> **WHAT NEEDS TO BE DONE**: Reproduce the entries below word for word, taking the stretch from the line that contains "of the tattooed" through the line that contains "point(294, 155)", and leave the pictures out.

> **MATERIAL FOR THIS EXERCISE**:
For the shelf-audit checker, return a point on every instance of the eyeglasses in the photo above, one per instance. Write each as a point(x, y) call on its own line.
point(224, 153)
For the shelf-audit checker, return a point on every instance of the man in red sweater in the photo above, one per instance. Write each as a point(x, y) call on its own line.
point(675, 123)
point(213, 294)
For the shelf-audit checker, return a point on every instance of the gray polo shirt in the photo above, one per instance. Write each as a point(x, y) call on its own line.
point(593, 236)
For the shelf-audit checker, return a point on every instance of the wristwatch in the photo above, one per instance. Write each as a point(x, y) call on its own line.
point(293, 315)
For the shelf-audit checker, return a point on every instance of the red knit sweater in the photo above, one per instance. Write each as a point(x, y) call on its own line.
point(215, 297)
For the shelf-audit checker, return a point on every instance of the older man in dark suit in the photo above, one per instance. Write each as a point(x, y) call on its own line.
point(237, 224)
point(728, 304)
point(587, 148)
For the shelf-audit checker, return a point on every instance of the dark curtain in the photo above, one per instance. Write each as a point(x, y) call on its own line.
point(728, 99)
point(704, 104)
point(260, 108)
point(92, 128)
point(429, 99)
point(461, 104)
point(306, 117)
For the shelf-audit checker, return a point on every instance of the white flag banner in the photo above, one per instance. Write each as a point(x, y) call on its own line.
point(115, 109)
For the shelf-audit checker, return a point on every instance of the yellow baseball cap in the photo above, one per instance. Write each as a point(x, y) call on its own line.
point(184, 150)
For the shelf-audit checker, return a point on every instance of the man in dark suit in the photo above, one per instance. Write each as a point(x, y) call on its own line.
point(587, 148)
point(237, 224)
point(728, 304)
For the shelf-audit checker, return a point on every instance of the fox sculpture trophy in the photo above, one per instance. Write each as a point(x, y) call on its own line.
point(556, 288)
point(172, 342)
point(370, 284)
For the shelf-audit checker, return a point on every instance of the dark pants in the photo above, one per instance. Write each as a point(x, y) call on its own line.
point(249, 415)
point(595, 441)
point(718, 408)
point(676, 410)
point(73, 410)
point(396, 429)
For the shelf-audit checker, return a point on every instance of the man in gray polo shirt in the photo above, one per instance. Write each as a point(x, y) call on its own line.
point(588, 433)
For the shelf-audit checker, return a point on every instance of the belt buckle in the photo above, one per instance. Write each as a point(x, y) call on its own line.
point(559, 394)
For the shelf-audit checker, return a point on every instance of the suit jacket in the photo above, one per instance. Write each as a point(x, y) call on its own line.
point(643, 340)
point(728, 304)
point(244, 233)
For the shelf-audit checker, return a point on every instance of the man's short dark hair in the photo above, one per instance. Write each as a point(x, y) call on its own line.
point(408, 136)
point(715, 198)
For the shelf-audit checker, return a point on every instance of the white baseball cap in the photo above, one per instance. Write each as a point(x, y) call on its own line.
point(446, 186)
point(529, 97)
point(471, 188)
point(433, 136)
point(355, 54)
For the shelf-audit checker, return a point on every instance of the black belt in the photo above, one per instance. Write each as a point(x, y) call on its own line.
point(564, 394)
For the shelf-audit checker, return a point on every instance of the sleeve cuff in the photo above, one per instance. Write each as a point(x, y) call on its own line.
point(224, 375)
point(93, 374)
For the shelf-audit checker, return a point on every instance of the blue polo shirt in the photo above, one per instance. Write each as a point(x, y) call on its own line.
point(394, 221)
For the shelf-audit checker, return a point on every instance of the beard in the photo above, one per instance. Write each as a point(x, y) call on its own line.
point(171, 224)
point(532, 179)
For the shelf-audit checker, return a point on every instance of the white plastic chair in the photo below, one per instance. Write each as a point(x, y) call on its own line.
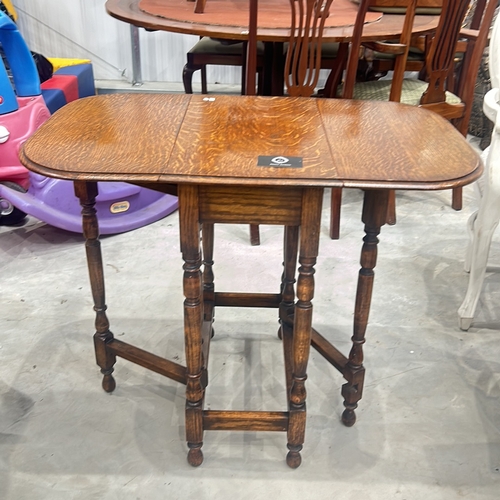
point(482, 224)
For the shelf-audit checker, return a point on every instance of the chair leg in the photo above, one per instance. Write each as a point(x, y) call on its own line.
point(254, 235)
point(391, 208)
point(187, 78)
point(204, 89)
point(456, 199)
point(336, 201)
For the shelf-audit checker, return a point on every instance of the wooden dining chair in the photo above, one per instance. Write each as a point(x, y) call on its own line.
point(447, 90)
point(304, 55)
point(212, 51)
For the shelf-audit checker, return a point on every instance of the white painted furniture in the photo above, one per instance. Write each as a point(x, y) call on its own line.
point(482, 224)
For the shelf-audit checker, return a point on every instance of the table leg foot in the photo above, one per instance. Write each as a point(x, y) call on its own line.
point(108, 382)
point(349, 417)
point(195, 455)
point(293, 458)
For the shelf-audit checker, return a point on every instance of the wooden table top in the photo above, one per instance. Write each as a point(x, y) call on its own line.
point(229, 25)
point(178, 138)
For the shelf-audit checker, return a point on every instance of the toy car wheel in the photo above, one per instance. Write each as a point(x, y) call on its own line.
point(9, 214)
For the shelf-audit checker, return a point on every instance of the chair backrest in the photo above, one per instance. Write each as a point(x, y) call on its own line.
point(399, 48)
point(303, 59)
point(441, 54)
point(440, 60)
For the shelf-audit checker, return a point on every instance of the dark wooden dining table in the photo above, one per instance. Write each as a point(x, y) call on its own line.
point(225, 19)
point(229, 19)
point(248, 159)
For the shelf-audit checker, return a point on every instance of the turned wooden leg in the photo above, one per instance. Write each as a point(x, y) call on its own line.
point(374, 217)
point(87, 192)
point(290, 250)
point(193, 319)
point(335, 207)
point(207, 240)
point(309, 242)
point(391, 208)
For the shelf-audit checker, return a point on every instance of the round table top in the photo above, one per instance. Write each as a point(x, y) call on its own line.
point(178, 16)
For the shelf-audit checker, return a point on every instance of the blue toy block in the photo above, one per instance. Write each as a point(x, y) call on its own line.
point(54, 99)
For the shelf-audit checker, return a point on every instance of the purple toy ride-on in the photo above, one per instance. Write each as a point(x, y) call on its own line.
point(120, 206)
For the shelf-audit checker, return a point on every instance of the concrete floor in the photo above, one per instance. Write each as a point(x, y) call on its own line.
point(428, 425)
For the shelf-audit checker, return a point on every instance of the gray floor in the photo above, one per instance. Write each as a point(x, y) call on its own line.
point(428, 425)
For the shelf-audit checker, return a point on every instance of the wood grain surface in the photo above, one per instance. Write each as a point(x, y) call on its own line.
point(218, 140)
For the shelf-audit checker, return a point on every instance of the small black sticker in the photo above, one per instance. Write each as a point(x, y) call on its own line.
point(280, 161)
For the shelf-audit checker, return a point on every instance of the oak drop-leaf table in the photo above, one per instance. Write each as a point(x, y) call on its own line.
point(258, 160)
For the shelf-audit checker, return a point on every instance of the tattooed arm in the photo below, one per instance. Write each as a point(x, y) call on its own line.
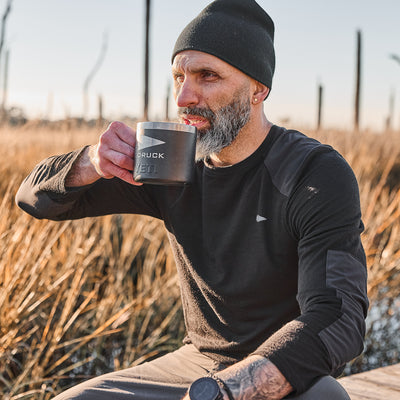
point(254, 378)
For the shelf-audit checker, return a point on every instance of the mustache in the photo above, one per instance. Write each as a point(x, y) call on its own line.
point(198, 111)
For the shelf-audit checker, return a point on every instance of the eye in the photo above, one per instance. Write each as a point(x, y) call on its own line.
point(209, 75)
point(179, 78)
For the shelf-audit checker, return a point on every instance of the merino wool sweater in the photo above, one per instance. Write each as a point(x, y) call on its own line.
point(268, 251)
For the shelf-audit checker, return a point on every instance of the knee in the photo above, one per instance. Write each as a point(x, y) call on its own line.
point(327, 388)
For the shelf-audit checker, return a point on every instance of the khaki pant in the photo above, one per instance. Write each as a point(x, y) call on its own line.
point(168, 378)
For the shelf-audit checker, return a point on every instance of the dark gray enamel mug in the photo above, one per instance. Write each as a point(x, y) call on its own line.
point(164, 153)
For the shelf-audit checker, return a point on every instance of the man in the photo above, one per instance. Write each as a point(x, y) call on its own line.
point(266, 239)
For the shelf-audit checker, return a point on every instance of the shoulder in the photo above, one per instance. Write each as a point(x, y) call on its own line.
point(294, 155)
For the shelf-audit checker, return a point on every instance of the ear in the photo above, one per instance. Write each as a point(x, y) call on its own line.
point(260, 93)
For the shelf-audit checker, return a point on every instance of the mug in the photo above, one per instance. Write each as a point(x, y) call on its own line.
point(165, 153)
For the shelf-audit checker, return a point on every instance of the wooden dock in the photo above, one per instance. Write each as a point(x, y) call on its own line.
point(378, 384)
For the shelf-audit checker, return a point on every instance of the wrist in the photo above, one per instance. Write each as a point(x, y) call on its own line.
point(223, 386)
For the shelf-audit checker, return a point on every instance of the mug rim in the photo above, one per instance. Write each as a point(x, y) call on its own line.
point(172, 126)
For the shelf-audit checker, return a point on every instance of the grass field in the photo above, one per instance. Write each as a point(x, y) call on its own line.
point(80, 298)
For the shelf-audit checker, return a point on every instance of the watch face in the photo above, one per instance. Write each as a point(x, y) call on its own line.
point(204, 389)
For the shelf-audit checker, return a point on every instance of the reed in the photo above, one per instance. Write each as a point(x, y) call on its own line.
point(80, 298)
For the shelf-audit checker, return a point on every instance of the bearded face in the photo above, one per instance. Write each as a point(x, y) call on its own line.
point(224, 124)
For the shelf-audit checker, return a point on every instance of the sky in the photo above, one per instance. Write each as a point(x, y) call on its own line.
point(54, 44)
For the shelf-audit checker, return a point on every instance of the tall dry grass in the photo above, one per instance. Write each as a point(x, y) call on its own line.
point(80, 298)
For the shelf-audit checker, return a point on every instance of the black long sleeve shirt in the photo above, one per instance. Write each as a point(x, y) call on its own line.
point(268, 251)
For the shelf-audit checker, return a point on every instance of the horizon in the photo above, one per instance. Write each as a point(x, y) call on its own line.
point(54, 45)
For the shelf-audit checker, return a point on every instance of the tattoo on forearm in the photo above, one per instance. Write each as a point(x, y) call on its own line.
point(259, 380)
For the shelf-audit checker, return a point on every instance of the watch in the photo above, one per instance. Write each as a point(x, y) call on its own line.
point(205, 389)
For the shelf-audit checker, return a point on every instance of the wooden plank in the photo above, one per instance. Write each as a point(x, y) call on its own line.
point(379, 384)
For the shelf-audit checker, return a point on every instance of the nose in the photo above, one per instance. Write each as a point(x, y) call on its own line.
point(186, 94)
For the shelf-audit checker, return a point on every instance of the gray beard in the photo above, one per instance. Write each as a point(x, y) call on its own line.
point(225, 125)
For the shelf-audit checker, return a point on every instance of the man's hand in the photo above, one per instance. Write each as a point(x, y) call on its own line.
point(254, 378)
point(112, 156)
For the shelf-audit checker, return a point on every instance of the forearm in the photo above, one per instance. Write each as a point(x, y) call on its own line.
point(255, 378)
point(83, 172)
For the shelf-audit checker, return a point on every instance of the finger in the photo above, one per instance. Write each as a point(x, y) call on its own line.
point(119, 159)
point(124, 132)
point(110, 140)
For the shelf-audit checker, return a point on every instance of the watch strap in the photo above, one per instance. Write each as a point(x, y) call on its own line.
point(222, 385)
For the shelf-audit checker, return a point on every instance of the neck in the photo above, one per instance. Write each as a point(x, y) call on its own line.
point(246, 143)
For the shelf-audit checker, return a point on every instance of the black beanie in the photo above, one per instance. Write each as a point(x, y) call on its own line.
point(239, 32)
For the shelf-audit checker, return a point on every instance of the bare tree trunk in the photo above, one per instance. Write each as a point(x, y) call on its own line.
point(5, 85)
point(319, 114)
point(167, 102)
point(2, 36)
point(100, 118)
point(92, 73)
point(358, 84)
point(389, 119)
point(3, 24)
point(147, 63)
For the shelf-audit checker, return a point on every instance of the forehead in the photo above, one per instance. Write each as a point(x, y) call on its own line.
point(193, 60)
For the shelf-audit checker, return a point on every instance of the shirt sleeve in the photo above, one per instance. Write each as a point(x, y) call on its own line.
point(323, 214)
point(43, 193)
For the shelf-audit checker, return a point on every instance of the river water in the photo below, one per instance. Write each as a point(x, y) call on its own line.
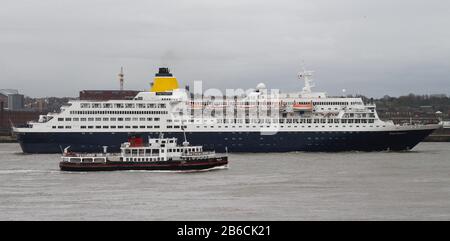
point(412, 185)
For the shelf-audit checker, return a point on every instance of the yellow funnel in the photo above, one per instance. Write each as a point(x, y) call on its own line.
point(164, 81)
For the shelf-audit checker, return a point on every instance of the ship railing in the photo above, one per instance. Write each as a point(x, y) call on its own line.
point(199, 154)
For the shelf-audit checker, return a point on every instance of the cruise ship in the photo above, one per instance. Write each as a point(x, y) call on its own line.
point(259, 120)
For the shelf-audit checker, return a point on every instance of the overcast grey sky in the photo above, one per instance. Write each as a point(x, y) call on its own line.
point(377, 47)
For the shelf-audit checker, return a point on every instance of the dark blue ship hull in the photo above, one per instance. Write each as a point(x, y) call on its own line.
point(234, 141)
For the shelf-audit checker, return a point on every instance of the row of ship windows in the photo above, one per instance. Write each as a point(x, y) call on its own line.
point(181, 127)
point(295, 121)
point(143, 159)
point(109, 119)
point(141, 152)
point(227, 121)
point(108, 127)
point(121, 105)
point(95, 112)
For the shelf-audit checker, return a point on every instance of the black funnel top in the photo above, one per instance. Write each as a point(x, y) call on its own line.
point(164, 72)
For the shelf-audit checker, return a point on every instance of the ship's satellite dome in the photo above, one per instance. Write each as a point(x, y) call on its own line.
point(261, 86)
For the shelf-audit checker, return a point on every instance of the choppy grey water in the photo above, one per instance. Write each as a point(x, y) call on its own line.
point(290, 186)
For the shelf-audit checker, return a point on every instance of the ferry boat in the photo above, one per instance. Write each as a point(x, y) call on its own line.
point(262, 120)
point(158, 154)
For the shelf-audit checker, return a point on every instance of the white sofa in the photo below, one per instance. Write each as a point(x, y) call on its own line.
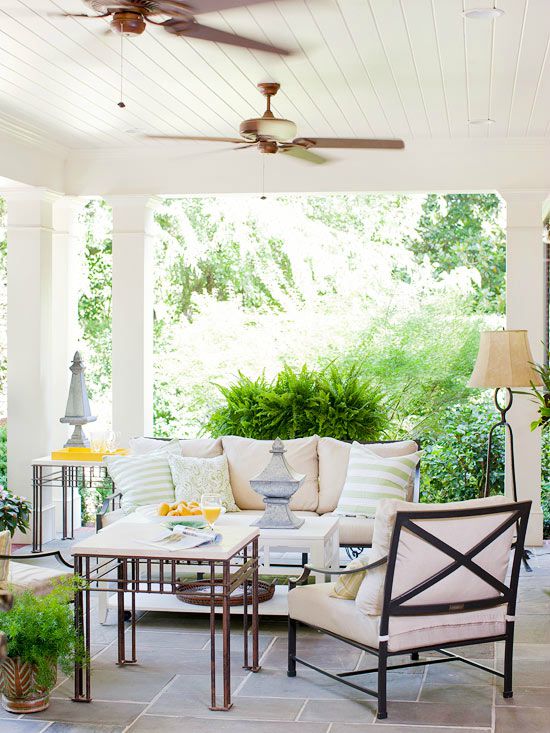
point(324, 461)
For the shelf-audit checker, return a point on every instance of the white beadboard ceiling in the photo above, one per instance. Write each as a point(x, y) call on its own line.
point(361, 68)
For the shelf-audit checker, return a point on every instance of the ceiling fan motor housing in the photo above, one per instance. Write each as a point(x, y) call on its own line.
point(128, 23)
point(266, 128)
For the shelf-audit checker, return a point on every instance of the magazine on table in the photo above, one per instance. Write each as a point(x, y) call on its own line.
point(179, 538)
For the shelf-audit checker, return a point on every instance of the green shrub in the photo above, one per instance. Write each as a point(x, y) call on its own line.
point(339, 402)
point(40, 630)
point(453, 464)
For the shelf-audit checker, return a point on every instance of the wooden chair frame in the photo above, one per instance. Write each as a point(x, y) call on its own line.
point(518, 514)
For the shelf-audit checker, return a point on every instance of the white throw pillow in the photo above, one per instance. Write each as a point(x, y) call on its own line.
point(142, 446)
point(143, 479)
point(196, 476)
point(371, 477)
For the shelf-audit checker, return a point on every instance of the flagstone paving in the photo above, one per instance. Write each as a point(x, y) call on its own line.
point(168, 690)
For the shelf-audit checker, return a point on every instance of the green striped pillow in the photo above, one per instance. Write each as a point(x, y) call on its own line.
point(371, 477)
point(143, 479)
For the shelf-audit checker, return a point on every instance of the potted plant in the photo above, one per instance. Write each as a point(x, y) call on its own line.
point(14, 512)
point(41, 635)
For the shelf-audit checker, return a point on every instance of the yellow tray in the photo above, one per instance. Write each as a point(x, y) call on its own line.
point(84, 454)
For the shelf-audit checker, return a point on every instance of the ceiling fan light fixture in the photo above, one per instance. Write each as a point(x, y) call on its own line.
point(481, 121)
point(483, 13)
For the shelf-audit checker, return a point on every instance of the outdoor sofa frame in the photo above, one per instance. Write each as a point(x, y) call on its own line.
point(395, 606)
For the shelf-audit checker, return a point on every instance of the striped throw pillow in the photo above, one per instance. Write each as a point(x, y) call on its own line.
point(144, 479)
point(347, 586)
point(371, 477)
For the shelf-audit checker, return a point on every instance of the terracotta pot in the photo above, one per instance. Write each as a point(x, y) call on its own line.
point(20, 694)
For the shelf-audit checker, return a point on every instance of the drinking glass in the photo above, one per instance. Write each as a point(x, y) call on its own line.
point(211, 507)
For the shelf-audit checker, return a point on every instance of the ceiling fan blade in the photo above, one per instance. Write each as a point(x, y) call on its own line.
point(234, 140)
point(192, 29)
point(297, 151)
point(211, 6)
point(349, 142)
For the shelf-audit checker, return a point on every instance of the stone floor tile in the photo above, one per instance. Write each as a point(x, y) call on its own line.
point(536, 697)
point(532, 629)
point(190, 692)
point(460, 673)
point(97, 712)
point(526, 720)
point(473, 715)
point(352, 711)
point(131, 683)
point(84, 728)
point(155, 724)
point(454, 694)
point(18, 725)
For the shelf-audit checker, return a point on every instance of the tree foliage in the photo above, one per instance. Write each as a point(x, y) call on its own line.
point(340, 402)
point(465, 230)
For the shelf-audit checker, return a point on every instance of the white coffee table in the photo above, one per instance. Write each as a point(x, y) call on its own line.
point(318, 537)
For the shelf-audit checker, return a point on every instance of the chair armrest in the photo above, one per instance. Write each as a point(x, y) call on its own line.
point(107, 501)
point(308, 569)
point(33, 555)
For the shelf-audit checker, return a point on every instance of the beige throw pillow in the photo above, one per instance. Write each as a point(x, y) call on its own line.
point(347, 586)
point(196, 476)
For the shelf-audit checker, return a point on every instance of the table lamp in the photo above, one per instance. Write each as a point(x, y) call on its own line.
point(504, 361)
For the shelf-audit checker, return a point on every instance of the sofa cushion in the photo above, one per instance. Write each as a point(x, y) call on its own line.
point(142, 479)
point(247, 457)
point(415, 556)
point(371, 478)
point(333, 467)
point(314, 605)
point(356, 531)
point(189, 447)
point(196, 476)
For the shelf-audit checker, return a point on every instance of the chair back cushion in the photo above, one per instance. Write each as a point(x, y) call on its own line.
point(247, 457)
point(5, 548)
point(371, 478)
point(333, 467)
point(417, 560)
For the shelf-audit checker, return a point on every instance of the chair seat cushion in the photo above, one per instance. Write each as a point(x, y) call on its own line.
point(356, 531)
point(38, 579)
point(314, 605)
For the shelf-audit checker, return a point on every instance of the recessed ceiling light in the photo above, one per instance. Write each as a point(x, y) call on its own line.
point(483, 13)
point(481, 121)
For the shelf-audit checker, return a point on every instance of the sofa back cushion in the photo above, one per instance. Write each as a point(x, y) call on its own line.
point(417, 560)
point(333, 467)
point(247, 457)
point(188, 447)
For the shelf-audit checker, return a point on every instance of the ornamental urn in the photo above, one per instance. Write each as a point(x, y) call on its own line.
point(277, 483)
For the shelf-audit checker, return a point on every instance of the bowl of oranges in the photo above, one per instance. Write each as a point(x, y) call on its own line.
point(187, 513)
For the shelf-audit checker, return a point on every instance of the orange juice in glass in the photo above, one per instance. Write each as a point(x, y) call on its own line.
point(211, 507)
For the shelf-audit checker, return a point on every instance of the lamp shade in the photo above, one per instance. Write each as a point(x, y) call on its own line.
point(504, 359)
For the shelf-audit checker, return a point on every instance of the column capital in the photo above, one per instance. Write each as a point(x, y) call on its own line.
point(524, 207)
point(133, 213)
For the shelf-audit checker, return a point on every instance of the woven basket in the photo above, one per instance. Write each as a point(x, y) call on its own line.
point(197, 592)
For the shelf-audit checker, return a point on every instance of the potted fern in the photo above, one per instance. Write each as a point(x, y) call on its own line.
point(41, 635)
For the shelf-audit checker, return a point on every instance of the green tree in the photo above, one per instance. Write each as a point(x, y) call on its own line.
point(465, 230)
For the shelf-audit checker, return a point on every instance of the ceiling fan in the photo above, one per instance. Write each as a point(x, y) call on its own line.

> **THE RESULT**:
For the shelf-audit checker, return a point on every instance of the tattooed arm in the photo below, one per instance. Write each as a point(x, y) call on its own line.
point(254, 378)
For the shelf-audit checker, return a point on every instance of the mustache in the photo above, one per instance. Write each as a point(x, y) call on its own line.
point(198, 111)
For the shelf-audit checker, return a point on every instance of the eye in the photo above, one per instance. Write each as a point(x, y) call on its own line.
point(209, 75)
point(179, 78)
For the shelf-audit checker, return a point on every instance of the merino wool sweater in the photo above, one per instance. Write each as a point(x, y) call on its own line.
point(268, 251)
For the shelf-audit checker, return a point on every instance of the knee in the photo above, one per instance. Write each as a point(x, y) call on its own line.
point(327, 388)
For the shelf-audit checker, return a point on every instance of the khaki pant in the photo above, one per instance. Write each as a point(x, y) call on its own line.
point(168, 378)
For the shelf-audit checker, return a point on every instance of the dark gray enamel mug in the photo above, one per instance. Write each as a point(x, y) call on its own line.
point(164, 153)
For the shelf-audit checker, return a point on every instance of the man in the photo above, one per instance. Write each as a point(x, y) call on its own line.
point(266, 239)
For the shelf-audit checker, return a point on every instance of the shoulder in the photo above, one per instance. Write each as a point(x, y) call on its own line.
point(294, 155)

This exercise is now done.